### Reading text
##############################

Updated CSUN Survey (Men’s Soccer Version)
Female attendees at a CSUN men’s soccer game in November were greeted with a two-page survey regarding their experience as sports spectators on campus.
The surveys are being used as research tools in the recent partnership between CSUN and two University of Central Florida (UCF) professors to examine the female fan demographic and improve upon the overall game day experience.
“If this study can result in increasing the fan experience for our female fans, and really for all fans, we’d love that,” Ryan Swartwood, assistant athletic director for administration at CSUN, said. “Attendance across the board is up for the past few years. We want to keep that trend going in the same direction, up.”
Both C. Keith Harrison and Scott Bukstein are professors at the DeVos Sports Management Graduate Program at UCF, and have paired up for the first time to gather the female perspective on what many consider a male dominated pasttime.
Paige Gadsby, a graduate-assistant for the research team, said CSUN is the first campus, besides UCF, contributing to the study. There are plans to continue on to other colleges, though.
Harrison reached out to his CSUN colleagues earlier this year and invited the sports department to take part in the research initiative, according to Gadsby.
“They have done research with the NFL on fan engagement, focusing on female fans,” Gadsby said. “So they want to carry that over to collegiate sports.”
Gadsby, who helped distribute surveys at UCF home games, said the questions vary from how long they have been fans and why they’re there, to questions regarding the cleanliness of the stadium, merchandise style, fit and color, and healthier food options.
“Female fans make up a huge percentage of attendees,” Gadsby said. She later shared a statistic initially addressed by Harrison, that states 40 to 50 percent of women are fans of at least one major league sport.
She referenced a Harvard study that said a woman’s income makes up 85 percent of the disposable income in the average American household. With statistics like that, it is viable that better serving that demographic of fans could be economically beneficial for any sports organization.
Despite the fact that a large percentage of females are sports fans, there is not much focus on catering to female fans and attendance rates are often affected.
“There’s so much data and focus on the male fan experience, even in terms of apparel and jerseys,” Swartwood said. “We want to know how to enhance the female experience.”
Dianne Bartlow, chair of the gender and women’s studies department, said men’s major league sports are given more media attention and commercial endorsements than women’s, and therefore get the bulk of the public’s attention and regard.
“If there are not a lot of women, or an audience period, showing up to female sporting events I would say it is because they are not promoted equally or in the same manner that male sports are promoted,” Bartlow said of major league sporting events. She said that this uneven media attention could potentially be affecting the rate of female fans.

##############################

### Point-per-instance localization data
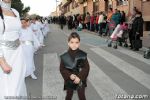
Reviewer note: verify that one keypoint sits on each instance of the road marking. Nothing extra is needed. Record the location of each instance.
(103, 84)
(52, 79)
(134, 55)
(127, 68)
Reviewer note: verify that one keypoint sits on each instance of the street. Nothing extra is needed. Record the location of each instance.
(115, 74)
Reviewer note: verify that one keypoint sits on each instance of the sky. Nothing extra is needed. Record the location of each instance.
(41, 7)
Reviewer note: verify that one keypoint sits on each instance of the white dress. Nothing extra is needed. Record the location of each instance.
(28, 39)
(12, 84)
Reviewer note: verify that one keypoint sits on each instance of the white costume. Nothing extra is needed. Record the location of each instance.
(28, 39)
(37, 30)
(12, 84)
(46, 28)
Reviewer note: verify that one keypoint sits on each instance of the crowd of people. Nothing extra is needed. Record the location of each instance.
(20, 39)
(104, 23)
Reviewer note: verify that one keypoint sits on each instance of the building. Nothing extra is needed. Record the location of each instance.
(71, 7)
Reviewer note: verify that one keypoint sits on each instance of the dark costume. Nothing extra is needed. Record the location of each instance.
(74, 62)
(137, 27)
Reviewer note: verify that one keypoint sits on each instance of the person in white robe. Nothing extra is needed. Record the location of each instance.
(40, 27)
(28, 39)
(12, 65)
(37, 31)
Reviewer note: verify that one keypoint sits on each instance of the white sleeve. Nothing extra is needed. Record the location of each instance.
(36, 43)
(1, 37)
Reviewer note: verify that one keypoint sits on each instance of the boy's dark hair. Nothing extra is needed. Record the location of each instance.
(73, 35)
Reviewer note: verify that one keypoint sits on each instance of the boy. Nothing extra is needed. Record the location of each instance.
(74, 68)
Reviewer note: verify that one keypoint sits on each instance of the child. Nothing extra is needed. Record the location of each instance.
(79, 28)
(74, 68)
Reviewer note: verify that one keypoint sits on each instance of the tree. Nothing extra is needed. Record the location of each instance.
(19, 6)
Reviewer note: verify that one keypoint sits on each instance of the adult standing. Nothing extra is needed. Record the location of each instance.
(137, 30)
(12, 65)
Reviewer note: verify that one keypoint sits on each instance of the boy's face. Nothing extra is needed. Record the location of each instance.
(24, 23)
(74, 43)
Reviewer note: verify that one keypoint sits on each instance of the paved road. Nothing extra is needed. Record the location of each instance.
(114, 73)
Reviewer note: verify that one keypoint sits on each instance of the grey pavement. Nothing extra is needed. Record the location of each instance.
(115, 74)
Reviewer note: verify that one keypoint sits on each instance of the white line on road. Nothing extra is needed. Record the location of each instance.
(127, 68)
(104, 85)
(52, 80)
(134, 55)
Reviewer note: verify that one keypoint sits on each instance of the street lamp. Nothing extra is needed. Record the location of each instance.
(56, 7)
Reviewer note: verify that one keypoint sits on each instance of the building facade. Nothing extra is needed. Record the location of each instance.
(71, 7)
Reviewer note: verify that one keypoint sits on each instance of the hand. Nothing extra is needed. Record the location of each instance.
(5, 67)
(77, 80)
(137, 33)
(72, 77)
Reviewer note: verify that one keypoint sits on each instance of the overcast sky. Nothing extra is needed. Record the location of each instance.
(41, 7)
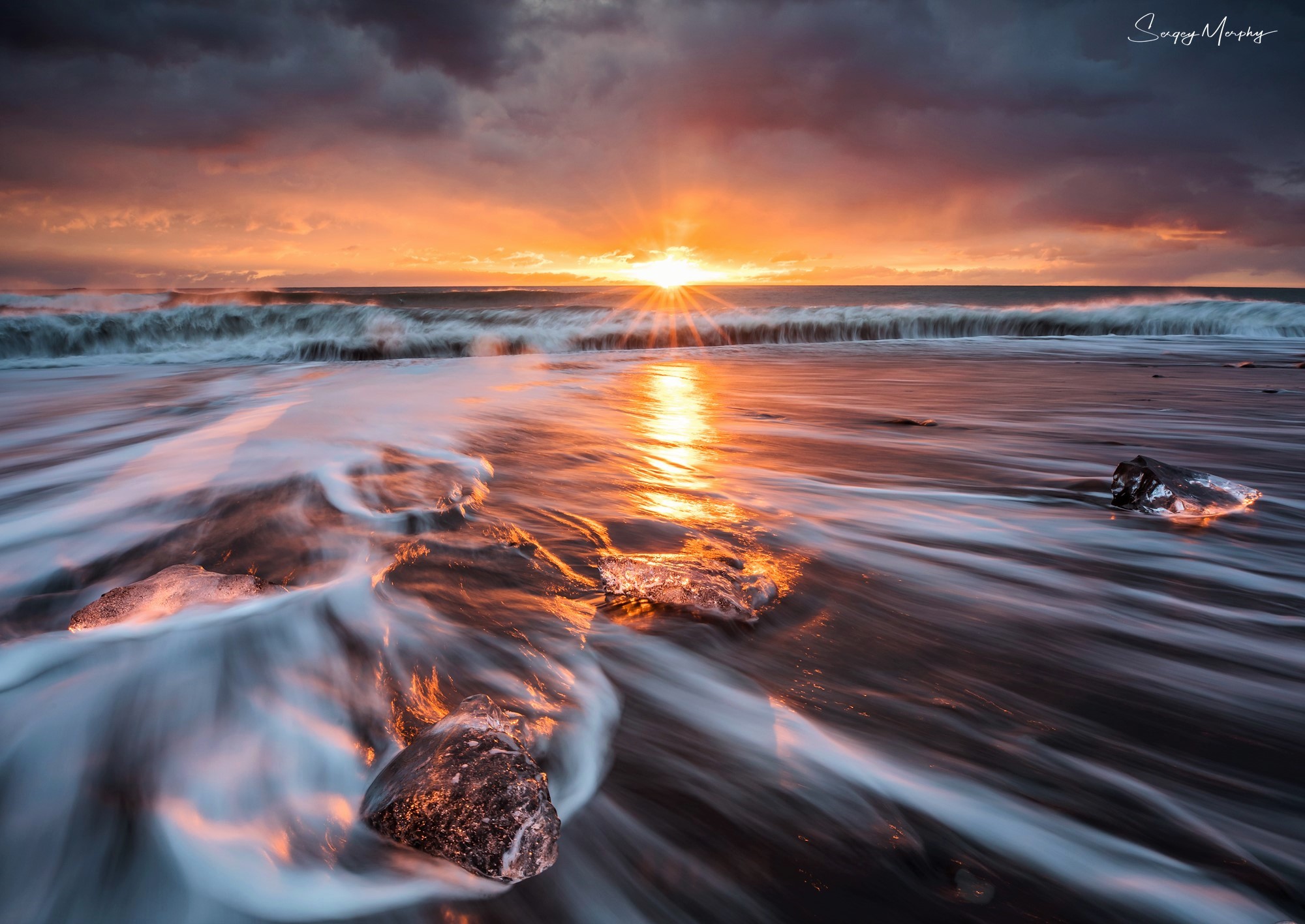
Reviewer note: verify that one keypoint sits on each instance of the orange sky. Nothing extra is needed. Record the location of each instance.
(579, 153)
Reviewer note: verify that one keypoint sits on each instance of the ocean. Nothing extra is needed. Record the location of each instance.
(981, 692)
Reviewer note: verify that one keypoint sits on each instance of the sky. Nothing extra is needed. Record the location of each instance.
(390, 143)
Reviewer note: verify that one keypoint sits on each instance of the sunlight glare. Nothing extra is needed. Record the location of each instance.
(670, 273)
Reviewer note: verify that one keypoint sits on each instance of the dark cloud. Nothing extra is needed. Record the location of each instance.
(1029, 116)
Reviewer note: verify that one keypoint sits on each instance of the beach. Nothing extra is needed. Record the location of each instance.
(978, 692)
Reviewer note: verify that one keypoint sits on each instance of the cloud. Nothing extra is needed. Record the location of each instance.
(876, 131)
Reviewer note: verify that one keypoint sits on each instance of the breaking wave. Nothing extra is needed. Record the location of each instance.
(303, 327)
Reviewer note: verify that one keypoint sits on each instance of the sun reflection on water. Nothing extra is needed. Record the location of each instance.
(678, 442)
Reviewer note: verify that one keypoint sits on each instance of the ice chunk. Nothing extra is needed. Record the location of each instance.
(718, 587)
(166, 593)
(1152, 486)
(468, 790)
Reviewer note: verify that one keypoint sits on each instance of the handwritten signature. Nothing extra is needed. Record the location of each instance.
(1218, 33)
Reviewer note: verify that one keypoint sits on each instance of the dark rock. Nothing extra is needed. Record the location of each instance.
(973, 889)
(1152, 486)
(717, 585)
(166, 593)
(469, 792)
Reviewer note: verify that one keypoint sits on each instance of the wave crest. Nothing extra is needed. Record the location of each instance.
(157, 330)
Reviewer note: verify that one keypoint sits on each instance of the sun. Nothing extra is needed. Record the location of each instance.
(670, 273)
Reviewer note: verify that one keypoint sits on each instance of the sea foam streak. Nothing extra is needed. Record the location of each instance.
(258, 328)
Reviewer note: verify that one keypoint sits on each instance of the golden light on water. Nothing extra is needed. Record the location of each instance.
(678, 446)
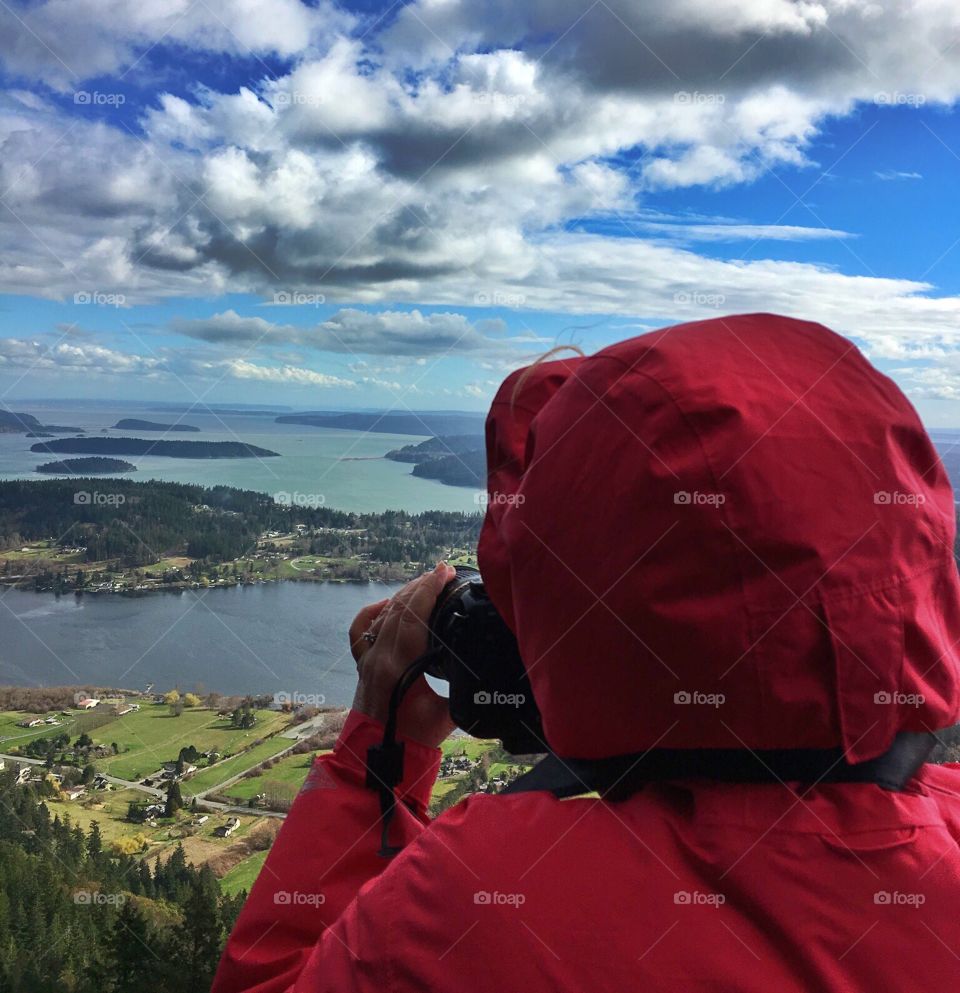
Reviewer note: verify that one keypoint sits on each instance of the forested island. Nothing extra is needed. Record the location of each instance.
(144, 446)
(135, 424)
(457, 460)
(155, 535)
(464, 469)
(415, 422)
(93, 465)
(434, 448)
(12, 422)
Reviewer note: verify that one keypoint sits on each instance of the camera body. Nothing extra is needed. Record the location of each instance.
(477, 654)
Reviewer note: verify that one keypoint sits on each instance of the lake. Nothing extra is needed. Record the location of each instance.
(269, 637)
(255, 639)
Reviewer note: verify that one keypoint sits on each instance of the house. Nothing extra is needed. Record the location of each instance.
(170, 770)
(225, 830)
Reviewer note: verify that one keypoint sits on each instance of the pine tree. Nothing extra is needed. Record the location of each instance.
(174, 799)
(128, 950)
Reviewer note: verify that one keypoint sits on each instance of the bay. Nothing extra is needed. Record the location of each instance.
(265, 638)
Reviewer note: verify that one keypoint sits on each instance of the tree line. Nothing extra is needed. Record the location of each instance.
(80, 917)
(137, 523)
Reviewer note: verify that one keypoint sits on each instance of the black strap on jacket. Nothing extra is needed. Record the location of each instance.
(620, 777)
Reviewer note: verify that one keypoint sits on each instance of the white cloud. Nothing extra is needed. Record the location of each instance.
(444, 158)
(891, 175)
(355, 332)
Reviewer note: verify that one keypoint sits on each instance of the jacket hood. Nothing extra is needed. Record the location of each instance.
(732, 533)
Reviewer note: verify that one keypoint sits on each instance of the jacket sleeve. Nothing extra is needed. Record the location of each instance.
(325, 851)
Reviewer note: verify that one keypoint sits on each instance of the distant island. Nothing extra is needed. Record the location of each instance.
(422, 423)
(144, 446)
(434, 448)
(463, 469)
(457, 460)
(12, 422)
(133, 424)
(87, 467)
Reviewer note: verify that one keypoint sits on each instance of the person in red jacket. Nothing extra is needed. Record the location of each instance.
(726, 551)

##############################

### Problem to work on
Could you carry on the article about CSUN's survey of female sports fans from the point where it stops?

### Output of the task
Bartlow, a fan of professional basketball and Kevin Durant, said that better promotion of female sports could engage a wider base of female fans to sports in general.
Kristyan Kouri, lecturer of sociology and gender and women’s studies, said that gender roles may play a part in why women are less likely than men to be sports fanatics.
“Gender rules and roles for women are different,” Kouri said. “Although women can and do play sports, being a sports star is not part of dominant American gender roles for females. So they are not taught to like sports in the same way that males are.”
Members of the women’s water polo team, Marissa Petra and Molly Bria, claim that game turn out is less based on gender and more based on who you know.
“I would say that it isn’t a gender thing, I would say it’s more team specific,” Petra, a kinesiology major, said. “Barely anybody comes to see polo.”
Bria, a biology major added “Guys or girls.”
The two said they often go to games on campus with the rest of the polo team and the ratio of male to female attendees is not noteworthy. Bria thinks the ration of men to women is pretty even at CSUN games.
“I think the main reason you would go to a game is if you have somebody important playing in it,” she said, discounting that gender had any major role in on campus game attendance.
According to Swartwood, the surveys will continue to be distributed at upcoming men’s and women’s basketball games, after being passed out at men’s soccer games, all season.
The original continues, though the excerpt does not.